[MATERIAL FOR THE TASK start]

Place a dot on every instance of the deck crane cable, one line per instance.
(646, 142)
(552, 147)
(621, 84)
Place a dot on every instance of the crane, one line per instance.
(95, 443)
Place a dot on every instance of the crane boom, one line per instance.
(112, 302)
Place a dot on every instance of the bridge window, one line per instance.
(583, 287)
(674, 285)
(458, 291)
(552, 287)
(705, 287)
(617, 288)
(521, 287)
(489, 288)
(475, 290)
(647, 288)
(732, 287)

[MATERIAL FOR THE TASK end]

● JOB
The records above need to be transcribed in full. Keep every character unchanged.

● RESPONSE BELOW
Place a dot on every instance of the deck crane cable, one line per instance.
(646, 142)
(552, 147)
(621, 84)
Place a dot on every instance of the crane, one line per instance.
(95, 443)
Place a dot on every instance of the crane boom, one line per instance.
(112, 302)
Place a dot on every instance of the bridge window, one line per instance.
(583, 287)
(674, 285)
(458, 291)
(552, 287)
(705, 287)
(617, 288)
(521, 287)
(489, 288)
(475, 290)
(647, 288)
(732, 287)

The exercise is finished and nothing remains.